(Location identification entries)
* Start *

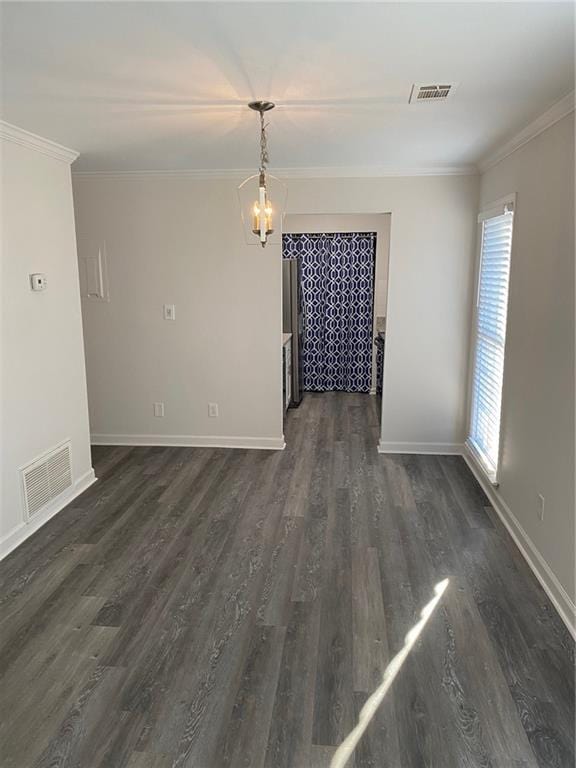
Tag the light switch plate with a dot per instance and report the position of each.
(38, 281)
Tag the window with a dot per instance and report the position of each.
(490, 335)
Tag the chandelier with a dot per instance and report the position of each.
(258, 213)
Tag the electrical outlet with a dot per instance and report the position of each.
(542, 501)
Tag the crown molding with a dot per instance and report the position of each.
(37, 143)
(556, 112)
(360, 172)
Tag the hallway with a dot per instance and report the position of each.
(212, 607)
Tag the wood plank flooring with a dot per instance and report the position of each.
(212, 608)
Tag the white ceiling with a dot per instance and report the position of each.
(158, 85)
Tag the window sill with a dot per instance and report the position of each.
(490, 475)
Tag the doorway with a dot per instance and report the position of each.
(337, 289)
(296, 226)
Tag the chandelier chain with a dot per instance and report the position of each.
(264, 158)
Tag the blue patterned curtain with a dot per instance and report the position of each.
(337, 274)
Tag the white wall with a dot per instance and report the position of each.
(432, 242)
(378, 223)
(177, 239)
(43, 379)
(538, 395)
(180, 241)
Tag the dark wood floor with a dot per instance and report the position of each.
(209, 607)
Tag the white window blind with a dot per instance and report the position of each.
(490, 338)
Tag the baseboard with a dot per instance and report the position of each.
(192, 441)
(443, 449)
(555, 591)
(19, 534)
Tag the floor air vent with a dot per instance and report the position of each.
(46, 478)
(422, 93)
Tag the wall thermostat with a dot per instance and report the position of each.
(38, 282)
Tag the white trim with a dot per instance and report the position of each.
(441, 449)
(535, 128)
(237, 174)
(192, 441)
(498, 207)
(548, 580)
(37, 143)
(19, 534)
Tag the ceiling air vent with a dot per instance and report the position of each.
(46, 478)
(422, 93)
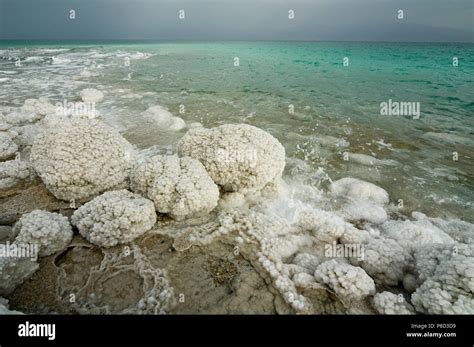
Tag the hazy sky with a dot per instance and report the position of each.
(365, 20)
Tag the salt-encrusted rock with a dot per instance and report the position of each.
(6, 233)
(91, 95)
(81, 158)
(178, 186)
(347, 281)
(8, 148)
(114, 217)
(325, 226)
(163, 119)
(447, 276)
(50, 231)
(238, 157)
(40, 107)
(12, 172)
(14, 271)
(389, 303)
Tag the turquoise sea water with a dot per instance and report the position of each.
(336, 107)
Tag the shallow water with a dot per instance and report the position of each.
(336, 107)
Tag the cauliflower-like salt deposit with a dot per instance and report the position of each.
(389, 303)
(50, 231)
(163, 119)
(8, 148)
(363, 210)
(178, 186)
(114, 217)
(447, 276)
(359, 190)
(238, 157)
(346, 280)
(91, 95)
(385, 260)
(81, 158)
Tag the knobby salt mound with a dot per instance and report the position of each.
(81, 158)
(238, 157)
(114, 218)
(51, 231)
(178, 186)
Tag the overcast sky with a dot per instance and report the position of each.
(346, 20)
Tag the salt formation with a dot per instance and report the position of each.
(50, 231)
(81, 158)
(4, 309)
(114, 217)
(105, 289)
(384, 260)
(91, 95)
(24, 135)
(362, 200)
(414, 233)
(389, 303)
(8, 148)
(163, 119)
(238, 157)
(346, 280)
(178, 186)
(447, 276)
(31, 111)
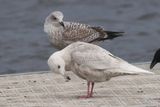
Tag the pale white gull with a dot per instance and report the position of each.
(62, 33)
(92, 63)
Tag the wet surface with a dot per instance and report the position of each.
(25, 47)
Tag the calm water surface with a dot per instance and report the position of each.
(24, 46)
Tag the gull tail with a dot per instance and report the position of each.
(112, 34)
(131, 69)
(104, 35)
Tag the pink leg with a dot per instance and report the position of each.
(89, 91)
(92, 86)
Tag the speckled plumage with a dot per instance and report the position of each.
(60, 36)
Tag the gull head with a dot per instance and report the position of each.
(56, 19)
(56, 63)
(156, 59)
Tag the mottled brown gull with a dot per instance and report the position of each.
(63, 33)
(92, 63)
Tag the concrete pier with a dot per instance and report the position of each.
(46, 89)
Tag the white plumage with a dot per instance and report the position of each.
(92, 63)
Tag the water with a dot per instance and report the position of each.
(24, 46)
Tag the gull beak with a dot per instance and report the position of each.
(61, 23)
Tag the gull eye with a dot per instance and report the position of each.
(59, 66)
(53, 17)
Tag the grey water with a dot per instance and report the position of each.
(24, 47)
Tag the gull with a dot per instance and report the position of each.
(156, 59)
(62, 33)
(92, 63)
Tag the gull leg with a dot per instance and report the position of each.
(88, 90)
(92, 86)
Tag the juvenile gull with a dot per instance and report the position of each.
(156, 59)
(92, 63)
(63, 33)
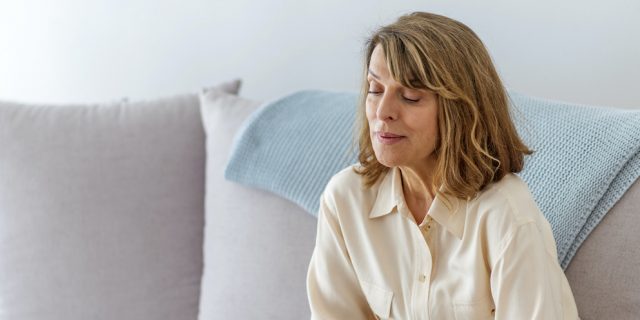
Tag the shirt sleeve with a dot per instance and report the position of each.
(332, 287)
(526, 280)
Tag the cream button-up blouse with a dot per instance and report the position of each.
(493, 257)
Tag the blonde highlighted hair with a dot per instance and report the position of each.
(478, 142)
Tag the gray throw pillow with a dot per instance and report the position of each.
(257, 245)
(101, 209)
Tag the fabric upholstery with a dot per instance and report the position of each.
(102, 209)
(580, 167)
(257, 245)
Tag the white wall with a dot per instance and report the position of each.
(89, 51)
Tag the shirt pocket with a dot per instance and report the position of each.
(379, 299)
(479, 309)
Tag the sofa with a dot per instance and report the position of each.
(121, 210)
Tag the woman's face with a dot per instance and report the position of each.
(403, 122)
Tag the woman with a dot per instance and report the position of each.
(433, 223)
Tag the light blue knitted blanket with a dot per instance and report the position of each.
(586, 157)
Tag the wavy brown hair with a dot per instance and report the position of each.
(478, 142)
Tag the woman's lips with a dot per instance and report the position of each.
(388, 138)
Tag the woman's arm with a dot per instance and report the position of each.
(332, 287)
(526, 280)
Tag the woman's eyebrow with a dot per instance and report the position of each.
(373, 74)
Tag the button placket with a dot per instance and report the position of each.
(423, 275)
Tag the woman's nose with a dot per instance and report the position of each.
(387, 107)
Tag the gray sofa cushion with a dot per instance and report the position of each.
(257, 245)
(101, 210)
(604, 272)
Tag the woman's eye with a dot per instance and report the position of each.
(411, 100)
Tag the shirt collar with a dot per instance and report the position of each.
(390, 199)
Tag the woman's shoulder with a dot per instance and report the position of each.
(346, 180)
(511, 198)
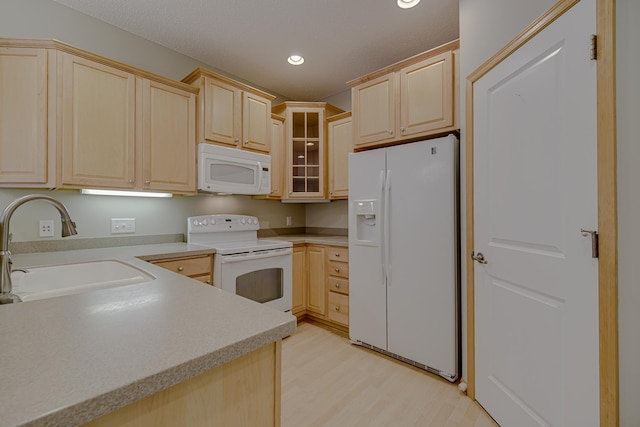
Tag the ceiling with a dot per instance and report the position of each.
(339, 39)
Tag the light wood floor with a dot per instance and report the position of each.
(327, 381)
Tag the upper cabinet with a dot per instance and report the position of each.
(409, 100)
(27, 117)
(305, 148)
(339, 145)
(231, 113)
(74, 119)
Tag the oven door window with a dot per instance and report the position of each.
(262, 285)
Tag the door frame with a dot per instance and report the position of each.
(607, 198)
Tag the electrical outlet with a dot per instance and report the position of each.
(123, 225)
(46, 228)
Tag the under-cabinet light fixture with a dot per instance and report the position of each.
(95, 192)
(295, 60)
(406, 4)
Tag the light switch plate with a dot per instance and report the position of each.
(123, 225)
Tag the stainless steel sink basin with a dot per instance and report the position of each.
(57, 280)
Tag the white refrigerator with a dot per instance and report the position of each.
(403, 253)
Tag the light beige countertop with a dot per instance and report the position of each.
(70, 359)
(318, 239)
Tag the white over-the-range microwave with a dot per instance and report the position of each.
(233, 171)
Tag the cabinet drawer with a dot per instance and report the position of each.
(339, 308)
(339, 269)
(204, 279)
(338, 254)
(188, 266)
(338, 284)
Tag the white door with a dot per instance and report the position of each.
(367, 287)
(422, 255)
(535, 188)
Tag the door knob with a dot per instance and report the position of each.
(479, 257)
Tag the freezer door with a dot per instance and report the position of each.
(422, 287)
(367, 290)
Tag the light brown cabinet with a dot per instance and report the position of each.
(321, 284)
(339, 145)
(305, 148)
(316, 292)
(124, 131)
(199, 267)
(408, 100)
(88, 121)
(299, 272)
(231, 113)
(27, 117)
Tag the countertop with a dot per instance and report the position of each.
(70, 359)
(318, 239)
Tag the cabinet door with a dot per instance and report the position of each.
(98, 125)
(168, 138)
(24, 148)
(426, 94)
(340, 144)
(222, 113)
(277, 158)
(374, 110)
(299, 295)
(256, 122)
(305, 153)
(316, 293)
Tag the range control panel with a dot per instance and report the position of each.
(221, 223)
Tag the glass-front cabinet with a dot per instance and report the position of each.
(305, 148)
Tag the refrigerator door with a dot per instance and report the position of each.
(422, 287)
(367, 290)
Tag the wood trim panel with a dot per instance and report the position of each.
(608, 213)
(607, 199)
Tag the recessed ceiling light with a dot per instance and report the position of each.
(295, 60)
(406, 4)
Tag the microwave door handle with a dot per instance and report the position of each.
(254, 256)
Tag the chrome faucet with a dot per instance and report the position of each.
(68, 229)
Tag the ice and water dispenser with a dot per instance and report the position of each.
(367, 217)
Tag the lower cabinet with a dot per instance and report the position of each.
(199, 267)
(321, 284)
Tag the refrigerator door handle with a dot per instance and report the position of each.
(386, 228)
(381, 222)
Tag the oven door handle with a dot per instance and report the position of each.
(225, 259)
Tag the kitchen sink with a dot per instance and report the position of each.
(66, 279)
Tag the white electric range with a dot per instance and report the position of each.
(258, 269)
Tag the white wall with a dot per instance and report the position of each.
(328, 215)
(628, 106)
(47, 19)
(485, 27)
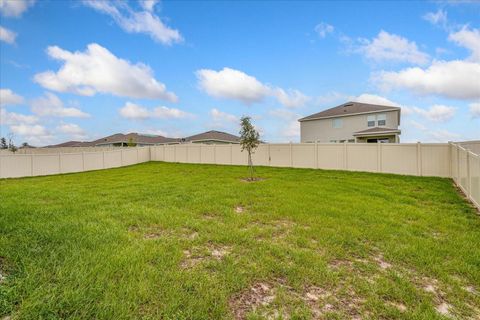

* End *

- [PROBLEM REQUIREMENTS]: Count the lines in the listing above that contain the string "sink". Reply with the number alone.

- [TASK SOLUTION]: 2